[EXERCICE PROPOSÉ A]: Dans la liste, recopiez toutes les lignes de la partie qui s'ouvre sur la ligne contenant "Indicate a point on each instance of the dark" et se termine par la ligne contenant "x=239, y=359", ces deux lignes comprises. Décalez de 117 chaque coordonnée des réponses et laissez le reste inchangé.

[TEXTE DU DOCUMENT]:
Les romans de Yôko Ogawa s’inscrivent souvent dans des lieux clos qui enferment les corps et les esprits. Son oeuvre s’appuie sur la volonté de garder une trace du passé. D’une écriture blanche, l’auteure compose le monde intérieur de ses personnages avec beaucoup de délicatesse et de tendresse. Petites boites, son vingt-sixième roman traduit en français n’échappe pas à cette règle.

Depuis qu’elle vit dans cette ancienne école maternelle, le corps de la narratrice s’adapte au mobilier de petite taille. Seule dans ce bâtiment déserté de toute vie enfantine, elle veille particulièrement sur la salle de l’auditorium où des boites en verre sont dédiées aux enfants morts. Régulièrement, des parents viennent y déposer des présents, simulant ainsi la continuité de leur vie. La narratrice se fait alors discrète, agrémentant leurs visites de l’odeur d’une bougie parfumée.

Autrefois, ces boîtes contenaient des trésors archéologiques dans le musée d’histoire locale, aujourd’hui désaffecté. Dans ce monde flottant, rien n’est dit sur la destruction de la maternité, le déplacement de la bibliothèque ou la fin du musée. Nous ne saurons pas non plus, même si nous pouvons nous en douter, pourquoi les enfants sont morts. L’auteure ne laisse effleurer que poésie, douceur et sourire dans ce deuil partagé par toute une communauté.

petites boites yoko ogawa
© Chad Greiter (Unsplash : https://unsplash.com/@cgreiter)

[EXERCICE PROPOSÉ B]: Veuillez extraire mot pour mot de la critique de Petites boîtes le passage qui s'ouvre sur les mots contenant "Les romans de" et se termine par "à cette règle.".

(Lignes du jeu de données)
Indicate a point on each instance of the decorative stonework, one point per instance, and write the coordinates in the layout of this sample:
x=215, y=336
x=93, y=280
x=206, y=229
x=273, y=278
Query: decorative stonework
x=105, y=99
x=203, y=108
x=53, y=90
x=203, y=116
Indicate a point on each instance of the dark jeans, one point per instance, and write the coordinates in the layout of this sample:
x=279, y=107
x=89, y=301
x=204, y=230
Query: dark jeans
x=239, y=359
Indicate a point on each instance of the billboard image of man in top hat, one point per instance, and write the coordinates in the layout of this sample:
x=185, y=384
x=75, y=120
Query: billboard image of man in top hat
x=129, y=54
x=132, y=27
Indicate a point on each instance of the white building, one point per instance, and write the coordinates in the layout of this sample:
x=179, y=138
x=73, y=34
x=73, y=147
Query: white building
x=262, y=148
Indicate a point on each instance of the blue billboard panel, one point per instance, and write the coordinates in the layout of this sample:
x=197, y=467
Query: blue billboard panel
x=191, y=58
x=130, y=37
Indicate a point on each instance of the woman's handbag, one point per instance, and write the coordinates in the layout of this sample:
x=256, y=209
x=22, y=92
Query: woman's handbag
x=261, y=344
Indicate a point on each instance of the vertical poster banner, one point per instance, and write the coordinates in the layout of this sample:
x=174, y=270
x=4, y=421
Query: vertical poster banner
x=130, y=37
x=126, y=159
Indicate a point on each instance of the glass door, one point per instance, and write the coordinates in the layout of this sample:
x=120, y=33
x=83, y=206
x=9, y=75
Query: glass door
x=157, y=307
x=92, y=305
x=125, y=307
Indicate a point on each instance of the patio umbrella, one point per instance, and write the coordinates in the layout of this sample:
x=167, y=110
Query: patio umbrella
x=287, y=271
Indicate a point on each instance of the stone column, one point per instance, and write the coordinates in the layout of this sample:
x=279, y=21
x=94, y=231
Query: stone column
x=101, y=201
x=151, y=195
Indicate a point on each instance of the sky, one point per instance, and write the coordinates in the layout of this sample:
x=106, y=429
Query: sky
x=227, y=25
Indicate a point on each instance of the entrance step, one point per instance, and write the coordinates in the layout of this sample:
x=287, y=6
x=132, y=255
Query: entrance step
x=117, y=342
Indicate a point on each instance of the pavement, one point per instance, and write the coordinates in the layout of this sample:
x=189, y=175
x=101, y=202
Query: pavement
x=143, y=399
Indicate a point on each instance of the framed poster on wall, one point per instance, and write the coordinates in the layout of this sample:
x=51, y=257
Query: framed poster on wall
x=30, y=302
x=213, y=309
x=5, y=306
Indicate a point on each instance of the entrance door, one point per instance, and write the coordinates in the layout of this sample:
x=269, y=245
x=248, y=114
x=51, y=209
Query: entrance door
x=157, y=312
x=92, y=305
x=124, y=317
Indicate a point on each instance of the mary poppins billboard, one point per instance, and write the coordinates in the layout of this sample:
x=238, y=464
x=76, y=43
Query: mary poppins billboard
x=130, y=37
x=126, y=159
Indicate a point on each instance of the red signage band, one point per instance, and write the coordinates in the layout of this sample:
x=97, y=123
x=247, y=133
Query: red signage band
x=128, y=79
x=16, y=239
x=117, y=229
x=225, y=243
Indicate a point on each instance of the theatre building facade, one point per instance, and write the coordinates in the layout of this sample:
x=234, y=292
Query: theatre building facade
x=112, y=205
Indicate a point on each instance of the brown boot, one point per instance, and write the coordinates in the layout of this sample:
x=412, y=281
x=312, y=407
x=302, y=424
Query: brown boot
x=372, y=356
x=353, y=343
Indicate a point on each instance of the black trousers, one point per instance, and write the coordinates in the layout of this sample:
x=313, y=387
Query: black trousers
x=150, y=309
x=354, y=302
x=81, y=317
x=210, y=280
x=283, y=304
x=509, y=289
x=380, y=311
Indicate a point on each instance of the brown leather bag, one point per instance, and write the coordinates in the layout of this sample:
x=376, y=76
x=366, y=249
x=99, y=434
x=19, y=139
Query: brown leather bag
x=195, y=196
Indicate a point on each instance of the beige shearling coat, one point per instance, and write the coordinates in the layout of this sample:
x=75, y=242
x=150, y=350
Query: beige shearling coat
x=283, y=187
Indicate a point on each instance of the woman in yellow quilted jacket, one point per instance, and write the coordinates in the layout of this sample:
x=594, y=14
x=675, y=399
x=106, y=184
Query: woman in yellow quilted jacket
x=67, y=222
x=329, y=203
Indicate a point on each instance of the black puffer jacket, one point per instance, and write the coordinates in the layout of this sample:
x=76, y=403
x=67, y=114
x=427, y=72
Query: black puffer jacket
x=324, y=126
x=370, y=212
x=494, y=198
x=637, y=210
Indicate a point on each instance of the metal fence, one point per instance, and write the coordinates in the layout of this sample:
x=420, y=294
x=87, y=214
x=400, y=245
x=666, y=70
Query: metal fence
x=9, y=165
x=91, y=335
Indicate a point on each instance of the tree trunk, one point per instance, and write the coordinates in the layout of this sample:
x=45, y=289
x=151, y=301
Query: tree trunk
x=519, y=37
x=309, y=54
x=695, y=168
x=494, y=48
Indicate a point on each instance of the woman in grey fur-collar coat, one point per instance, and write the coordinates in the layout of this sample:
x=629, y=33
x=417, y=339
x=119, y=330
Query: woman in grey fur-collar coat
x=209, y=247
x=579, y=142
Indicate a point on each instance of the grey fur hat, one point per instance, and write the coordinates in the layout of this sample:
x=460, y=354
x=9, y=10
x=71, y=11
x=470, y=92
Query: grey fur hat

[CORRIGÉ A]:
Indicate a point on each instance of the dark jeans, one point per instance, and write the coordinates in the layout of this sample:
x=279, y=107
x=89, y=301
x=204, y=230
Query: dark jeans
x=356, y=476

[CORRIGÉ B]:
Les romans de Yôko Ogawa s’inscrivent souvent dans des lieux clos qui enferment les corps et les esprits. Son oeuvre s’appuie sur la volonté de garder une trace du passé. D’une écriture blanche, l’auteure compose le monde intérieur de ses personnages avec beaucoup de délicatesse et de tendresse. Petites boites, son vingt-sixième roman traduit en français n’échappe pas à cette règle.